Takenlijst |
(1) Geef uit de tekst over de huuropzegging alles van "In deze zaak" tot en met "de bovenliggende woonruimte." letterlijk opnieuw weer.
(2) Zet de tekst over de huuropzegging voort na de laatste zin die er staat.

Documenttekst |
--- --- ---

ECLI:NL:HR:2008:BC6116

Hoge Raad

Datum uitspraak
13 juni 2008
Publicatiedatum
5 april 2013
Zaaknummer
C07/105HR
Instantie
Hoge Raad
Type
Uitspraak
Rechtsgebied
Civiel recht
Procedures
  • Cassatie
Rechters
Vindplaatsen
  • Rechtspraak.nl
AI samenvatting door LexboostAutomatisch gegenereerd

Huurrecht: Opzegging van huurovereenkomst wegens dringend eigen gebruik

In deze zaak gaat het om de opzegging van een huurovereenkomst voor een bedrijfsruimte door de verhuurder, [verweerder], op grond van dringend eigen gebruik. De huurovereenkomst, die op 1 april 1994 inging, betrof een perceel aan [a-straat 1] te [plaats A], dat door [eiser] als Chinees-Indisch restaurant werd geëxploiteerd. De verhuurder heeft de huur opgezegd per 1 april 2004, met de stelling dat zijn echtgenote het pand dringend nodig had voor een exclusief restaurant ten behoeve van zakelijke relaties. [Eiser] heeft de opzegging bestreden en in reconventie gevorderd dat het woonregime van toepassing zou zijn op de bovenliggende woonruimte.

--- --- ---

[Vermeldingen met coördinaatannotaties]

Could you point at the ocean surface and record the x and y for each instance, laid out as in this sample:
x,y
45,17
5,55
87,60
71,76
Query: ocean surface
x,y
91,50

--- --- ---

Gegeven antwoorden |
(1)
In deze zaak gaat het om de opzegging van een huurovereenkomst voor een bedrijfsruimte door de verhuurder, [verweerder], op grond van dringend eigen gebruik. De huurovereenkomst, die op 1 april 1994 inging, betrof een perceel aan [a-straat 1] te [plaats A], dat door [eiser] als Chinees-Indisch restaurant werd geëxploiteerd. De verhuurder heeft de huur opgezegd per 1 april 2004, met de stelling dat zijn echtgenote het pand dringend nodig had voor een exclusief restaurant ten behoeve van zakelijke relaties. [Eiser] heeft de opzegging bestreden en in reconventie gevorderd dat het woonregime van toepassing zou zijn op de bovenliggende woonruimte.

(2)
De kantonrechter heeft in eerste aanleg de vorderingen van [verweerder] afgewezen, maar het gerechtshof heeft in hoger beroep het vonnis vernietigd en de vordering van [verweerder] toegewezen. [Eiser] heeft cassatie ingesteld tegen het arrest van het hof. De Hoge Raad heeft geoordeeld dat het hof terecht heeft vastgesteld dat [verweerder] voldoende aannemelijk heeft gemaakt dat hij het gehuurde dringend nodig had voor eigen gebruik. De Hoge Raad heeft het beroep van [eiser] verworpen en bepaald dat de huurovereenkomst eindigt op 1 november 2008, met veroordeling van [eiser] in de kosten van het geding in cassatie.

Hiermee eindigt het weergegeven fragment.